[Records of labeled points]
- - - - - - -

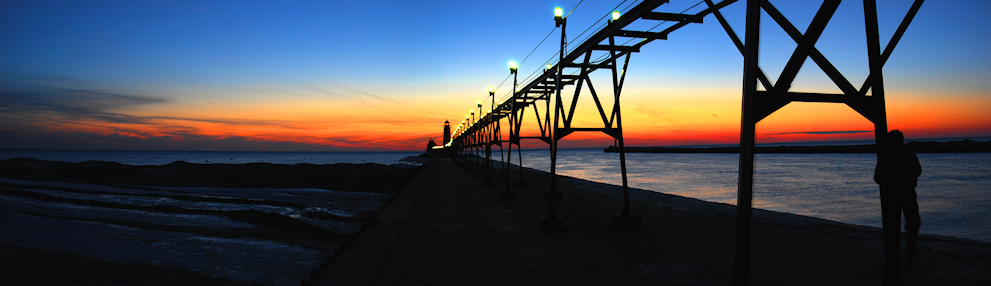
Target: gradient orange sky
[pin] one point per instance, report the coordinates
(316, 76)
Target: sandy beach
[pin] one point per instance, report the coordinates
(100, 223)
(448, 229)
(435, 225)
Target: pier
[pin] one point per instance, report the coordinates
(446, 228)
(620, 34)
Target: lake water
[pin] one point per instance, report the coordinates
(953, 193)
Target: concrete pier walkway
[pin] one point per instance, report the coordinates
(446, 228)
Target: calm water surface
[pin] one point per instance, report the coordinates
(954, 194)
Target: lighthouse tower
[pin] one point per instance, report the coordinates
(447, 132)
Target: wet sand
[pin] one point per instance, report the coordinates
(100, 223)
(448, 229)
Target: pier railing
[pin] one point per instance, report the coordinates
(609, 48)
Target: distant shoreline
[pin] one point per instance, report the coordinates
(964, 146)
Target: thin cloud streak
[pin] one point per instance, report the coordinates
(821, 132)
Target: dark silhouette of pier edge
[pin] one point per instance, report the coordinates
(445, 228)
(963, 146)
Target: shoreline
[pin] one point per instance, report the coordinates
(695, 206)
(211, 224)
(964, 146)
(449, 228)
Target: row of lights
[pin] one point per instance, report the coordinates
(559, 19)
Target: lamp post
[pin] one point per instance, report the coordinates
(474, 144)
(507, 193)
(489, 136)
(553, 222)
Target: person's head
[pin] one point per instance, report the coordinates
(896, 139)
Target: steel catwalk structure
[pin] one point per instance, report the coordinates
(474, 136)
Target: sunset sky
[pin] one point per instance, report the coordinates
(385, 75)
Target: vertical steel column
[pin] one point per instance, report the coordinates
(489, 136)
(552, 222)
(748, 124)
(507, 193)
(891, 228)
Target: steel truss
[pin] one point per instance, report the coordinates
(574, 67)
(759, 104)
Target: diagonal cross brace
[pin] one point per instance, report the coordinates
(894, 41)
(814, 53)
(805, 45)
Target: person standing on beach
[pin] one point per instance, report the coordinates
(897, 175)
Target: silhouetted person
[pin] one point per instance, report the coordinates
(897, 173)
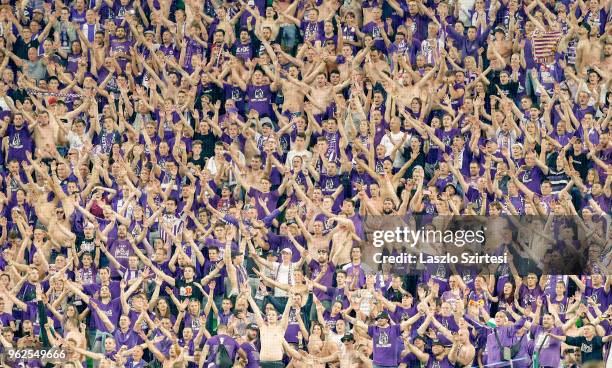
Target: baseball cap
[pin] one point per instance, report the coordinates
(266, 121)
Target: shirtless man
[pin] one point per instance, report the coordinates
(606, 61)
(321, 92)
(588, 51)
(45, 130)
(349, 357)
(293, 97)
(271, 332)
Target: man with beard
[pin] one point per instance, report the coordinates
(17, 141)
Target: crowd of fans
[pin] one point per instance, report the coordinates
(189, 183)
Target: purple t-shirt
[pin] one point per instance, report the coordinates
(385, 344)
(121, 250)
(213, 347)
(112, 310)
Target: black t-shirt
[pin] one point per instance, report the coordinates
(20, 48)
(590, 351)
(189, 290)
(208, 143)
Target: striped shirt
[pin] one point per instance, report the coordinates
(544, 44)
(170, 222)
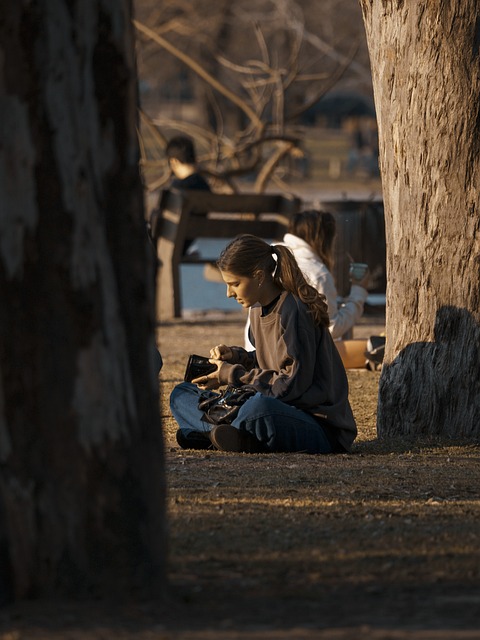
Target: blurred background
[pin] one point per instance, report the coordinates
(277, 96)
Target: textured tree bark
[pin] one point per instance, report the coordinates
(425, 66)
(81, 466)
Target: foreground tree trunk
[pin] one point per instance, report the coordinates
(81, 468)
(425, 64)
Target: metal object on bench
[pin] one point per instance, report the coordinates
(182, 216)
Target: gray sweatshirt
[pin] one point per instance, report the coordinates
(297, 362)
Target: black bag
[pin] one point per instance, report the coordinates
(222, 408)
(198, 366)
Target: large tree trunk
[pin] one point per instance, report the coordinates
(81, 468)
(425, 65)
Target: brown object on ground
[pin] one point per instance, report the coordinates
(380, 543)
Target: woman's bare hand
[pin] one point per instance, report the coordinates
(211, 381)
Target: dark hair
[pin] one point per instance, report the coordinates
(317, 229)
(247, 254)
(181, 148)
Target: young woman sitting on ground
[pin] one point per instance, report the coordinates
(301, 401)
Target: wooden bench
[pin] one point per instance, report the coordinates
(183, 216)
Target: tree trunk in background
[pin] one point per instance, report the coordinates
(425, 65)
(81, 466)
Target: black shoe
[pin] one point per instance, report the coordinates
(226, 438)
(193, 440)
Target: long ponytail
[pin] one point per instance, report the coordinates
(288, 276)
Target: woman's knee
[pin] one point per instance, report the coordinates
(259, 405)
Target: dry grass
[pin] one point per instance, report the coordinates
(382, 543)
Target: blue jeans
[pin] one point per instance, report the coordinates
(278, 425)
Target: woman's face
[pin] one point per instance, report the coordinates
(245, 290)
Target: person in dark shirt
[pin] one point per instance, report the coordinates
(300, 402)
(183, 164)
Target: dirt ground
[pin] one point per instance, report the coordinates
(380, 543)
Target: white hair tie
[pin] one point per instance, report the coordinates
(275, 257)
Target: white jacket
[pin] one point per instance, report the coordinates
(343, 317)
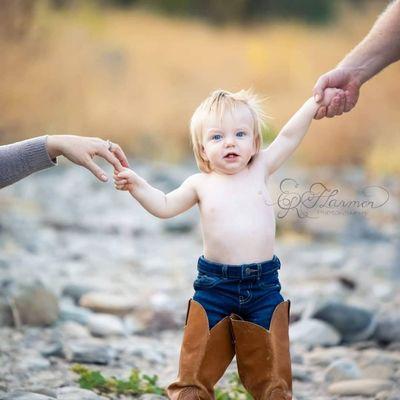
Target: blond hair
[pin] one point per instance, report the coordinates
(218, 103)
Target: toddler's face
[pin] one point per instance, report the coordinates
(234, 134)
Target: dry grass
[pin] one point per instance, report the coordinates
(136, 78)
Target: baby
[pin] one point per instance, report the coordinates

- - - - - - -

Exercise requirements: Update the material above by replacing every "one point per instance" with "a single point for each instance" and changing nothing else. Omit the picture lines from your answer.

Correct answer:
Target: gradient orange sky
[pin] a single point for each instance, report the coordinates
(316, 76)
Target: sandy beach
[pin] a single point for each instance, report the coordinates
(100, 223)
(448, 229)
(435, 225)
Target: pier
[pin] a single point for each instance, report the coordinates
(446, 228)
(620, 34)
Target: lake water
[pin] a single point for each instance, report the coordinates
(953, 193)
Target: concrete pier walkway
[pin] a single point for each instance, report the coordinates
(446, 228)
Target: calm water surface
[pin] a single point for each instance, report the coordinates
(954, 194)
Target: lighthouse tower
[pin] a single point for each instance, report the coordinates
(447, 132)
Target: wet sand
[pin] a single point for each instance, report the coordinates
(100, 223)
(448, 229)
Target: pier railing
[pin] a single point for each instance, report the coordinates
(609, 48)
Target: distant shoreline
[pin] a single point for each instance, report the coordinates
(964, 146)
Target: thin cloud streak
[pin] a single point for each instance, report the coordinates
(821, 132)
Target: dark silhouette of pier edge
[pin] a single point for each instance, report the coordinates
(445, 228)
(963, 146)
Target: shoreline
[pin] a single point for each instance, report the coordinates
(695, 206)
(211, 224)
(964, 146)
(449, 228)
Target: row of lights
[pin] a single point for each instance, report the coordinates
(559, 19)
Target: lamp post
[pin] a single point for each instance, report the coordinates
(474, 144)
(507, 193)
(489, 136)
(553, 222)
Target: person's head
[pin] a single point for each instance, report the coordinates
(896, 139)
Target: steel catwalk structure
[pin] a single point for each instance, report the coordinates
(474, 136)
Target: sunset sky
[pin] a single point for each instance, report the coordinates
(385, 75)
Target: vertical steel column
[pin] a single point for each instance, report the coordinates
(489, 136)
(552, 222)
(748, 124)
(507, 193)
(891, 228)
Target: steel truss
[pin] a single point for each instance, report the coordinates
(574, 67)
(759, 104)
Target: diagonal cross brace
[pin] a single point for each instance, report the coordinates
(894, 41)
(814, 53)
(805, 45)
Target: person standing on beach
[pin] a single point for each instance, report the coordinates
(897, 175)
Target: silhouetted person
[pin] a single point for each instance, report the coordinates
(897, 173)
Target: baseball cap
[pin] a single point for each instance, report the coordinates
(266, 121)
Target: shirtless man
[pin] a single point for each instance, report the coordinates
(606, 61)
(321, 92)
(588, 51)
(45, 130)
(349, 357)
(293, 97)
(271, 332)
Target: man with beard
[pin] a single point for each instance, report the coordinates
(17, 141)
Target: crowd of fans
[pin] a single point for each instance, report the coordinates
(189, 183)
Target: purple t-shirt
[pin] a single point for each instance, report the coordinates
(385, 344)
(121, 250)
(213, 347)
(112, 310)
Target: black t-shirt
[pin] a single point for each instance, report the coordinates
(20, 48)
(590, 351)
(189, 290)
(208, 143)
Target: striped shirt
[pin] a single point for each instance, report the coordinates
(544, 44)
(170, 222)
Target: blurred background
[pin] a single point for each instance, report the coordinates
(277, 96)
Target: textured tree bark
[pin] a single point for each instance, report the coordinates
(425, 66)
(81, 466)
Target: foreground tree trunk
[pin] a single point for each instance, report the coordinates
(81, 468)
(425, 64)
Target: metal object on bench
[pin] a single point for each instance, report the coordinates
(182, 216)
Target: gray sweatshirt
[pin] a single point for each instance, report the coordinates
(297, 362)
Target: black bag
[pin] a single point for each instance, report the coordinates
(222, 408)
(198, 366)
Target: large tree trunk
[pin] a single point for each instance, report the coordinates
(81, 468)
(425, 65)
Target: brown object on ground
[pin] a single point for each instance, report the coordinates
(380, 543)
Target: woman's bare hand
[pin] a single point for each instance, report the coordinates
(211, 381)
Target: dark hair
[pin] a single point for each instance, report the coordinates
(317, 229)
(247, 254)
(181, 148)
Target: young woman sitting on ground
[pin] a single point for each instance, report the coordinates
(301, 401)
Target: wooden bench
[pin] a single point for each instance, report the coordinates
(183, 216)
Target: tree trunk in background
[pin] a single point for each instance, report the coordinates
(425, 65)
(81, 466)
Target: black shoe
[pin] a single point for each instance, report the coordinates
(226, 438)
(193, 440)
Target: long ponytail
[pin] a single point for each instance, report the coordinates
(288, 276)
Target: woman's knee
[pin] a single point for each instance, report the coordinates
(259, 405)
Target: dry grass
[pin] a single point for each instance, report the coordinates
(382, 543)
Target: blue jeans
[pin] a single point for each instance, report the coordinates
(278, 425)
Target: woman's face
[pin] a single point for each instance, report the coordinates
(245, 290)
Target: person in dark shirt
[pin] a single point for each instance, report the coordinates
(300, 402)
(183, 164)
Target: dirt ground
[pin] a single point for each instance, report the coordinates
(380, 543)
Target: white hair tie
[pin] a single point for each instance, report the coordinates
(275, 257)
Target: white jacket
[pin] a single point for each instance, report the coordinates
(343, 317)
Target: blond hair
[pin] a single point for each instance, report the coordinates
(218, 103)
Target: toddler's face
[pin] a single point for each instance, report the coordinates
(234, 134)
Target: dry grass
[pin] a single point for each instance, report the coordinates
(136, 78)
Target: baby
[pin] a single point for each instance, report the coordinates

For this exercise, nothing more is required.